Exploiter la conjoncture politique pour soi : Machiavel, Biya et ses opposants
Accéder aux hautes fonctions qui permettent de diriger un pays étant plus une affaire d’opportunités historiques et politiques que de compétences intrinsèques, Machiavel est d’une importance capitale dans l’analyse de la conjoncture comme opportunité politique. Cet auteur conseille à l’entrepreneur politique d’être un caméléon. C’est-à-dire tantôt « un ange », tantôt « un fauve » et tantôt « un renard » selon les objectifs politiques visés. En d’autres termes, c’est la situation sociopolitique d’un moment qui détermine la stratégie la plus crédible pour un entrepreneur politique qui, du même coup, doit intégrer la philosophie suivant laquelle la fin justifie les moyens. Deng Xiaoping, ancien leader chinois, aimait à dire que la couleur du chat importe peu dès lors qu’il attrape les souris !
En conséquence, dans sa situation politique la plus inconfortable depuis 1982, le président Biya, en bon connaisseur théorique et pratique de Machiavel, a mobilisé l’ouverture d’un Grand Dialogue National (GDN) pour renverser une conjoncture politique qui lui était défavorable. De là le fait que l’entrepreneur politique qu’il est a choisi la figure de « l’ange » qui apporte la bonne nouvelle sous forme du GDN pour mieux cacher la figure du « renard » au sens du GDN comme ruse politique. Cela n’exclut pas du tout que ce GDN ait été sincère sans être parfait mais témoigne du fait que même la sincérité possible de ce GDN a été une stratégie de ruse pour passer d’une conjoncture politiques inconfortable à une conjoncture politique confortable. Le résultat est largement atteint car les dynamiques exogènes peinent à trouver de nouveaux mobiles et les dividendes sont plutôt positifs pour le pouvoir de Yaoundé qui a de nouveau la main.
──────────
• Exercice court 1
Reproduisez le passage du texte sur Machiavel et Biya compris entre « Exploiter la conjoncture » et « les souris ! », bornes incluses.
──────────
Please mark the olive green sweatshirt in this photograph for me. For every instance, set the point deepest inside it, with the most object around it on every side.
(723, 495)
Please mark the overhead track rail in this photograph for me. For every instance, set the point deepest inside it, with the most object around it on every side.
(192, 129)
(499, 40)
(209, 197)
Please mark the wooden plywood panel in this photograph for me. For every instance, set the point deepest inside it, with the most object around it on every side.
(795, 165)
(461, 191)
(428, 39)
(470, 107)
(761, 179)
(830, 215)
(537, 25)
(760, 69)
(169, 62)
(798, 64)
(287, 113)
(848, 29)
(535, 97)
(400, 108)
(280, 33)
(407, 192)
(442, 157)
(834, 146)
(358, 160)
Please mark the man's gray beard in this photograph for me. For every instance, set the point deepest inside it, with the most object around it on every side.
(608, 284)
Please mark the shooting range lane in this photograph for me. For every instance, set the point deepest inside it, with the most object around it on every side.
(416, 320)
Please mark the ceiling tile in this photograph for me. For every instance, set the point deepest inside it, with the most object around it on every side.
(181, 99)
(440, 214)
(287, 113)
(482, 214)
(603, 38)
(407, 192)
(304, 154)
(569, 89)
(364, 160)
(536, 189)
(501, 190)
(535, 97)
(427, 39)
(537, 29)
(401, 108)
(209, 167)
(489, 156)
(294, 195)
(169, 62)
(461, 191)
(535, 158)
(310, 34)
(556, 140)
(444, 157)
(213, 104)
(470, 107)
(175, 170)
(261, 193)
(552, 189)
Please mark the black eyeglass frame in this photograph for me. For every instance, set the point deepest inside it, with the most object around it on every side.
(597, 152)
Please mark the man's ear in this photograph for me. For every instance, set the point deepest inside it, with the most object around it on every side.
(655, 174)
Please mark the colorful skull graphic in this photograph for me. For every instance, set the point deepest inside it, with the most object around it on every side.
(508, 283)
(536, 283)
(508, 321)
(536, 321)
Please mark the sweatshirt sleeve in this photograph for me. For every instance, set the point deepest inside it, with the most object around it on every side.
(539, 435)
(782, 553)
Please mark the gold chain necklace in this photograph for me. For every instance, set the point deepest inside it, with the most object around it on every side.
──────────
• Exercice court 2
Reportez chaque ligne des enregistrements où figure le mot « sweatshirt ».

• Réponse complète 1
Exploiter la conjoncture politique pour soi : Machiavel, Biya et ses opposants
Accéder aux hautes fonctions qui permettent de diriger un pays étant plus une affaire d’opportunités historiques et politiques que de compétences intrinsèques, Machiavel est d’une importance capitale dans l’analyse de la conjoncture comme opportunité politique. Cet auteur conseille à l’entrepreneur politique d’être un caméléon. C’est-à-dire tantôt « un ange », tantôt « un fauve » et tantôt « un renard » selon les objectifs politiques visés. En d’autres termes, c’est la situation sociopolitique d’un moment qui détermine la stratégie la plus crédible pour un entrepreneur politique qui, du même coup, doit intégrer la philosophie suivant laquelle la fin justifie les moyens. Deng Xiaoping, ancien leader chinois, aimait à dire que la couleur du chat importe peu dès lors qu’il attrape les souris !

• Réponse complète 2
Please mark the olive green sweatshirt in this photograph for me. For every instance, set the point deepest inside it, with the most object around it on every side.
Please mark the sweatshirt sleeve in this photograph for me. For every instance, set the point deepest inside it, with the most object around it on every side.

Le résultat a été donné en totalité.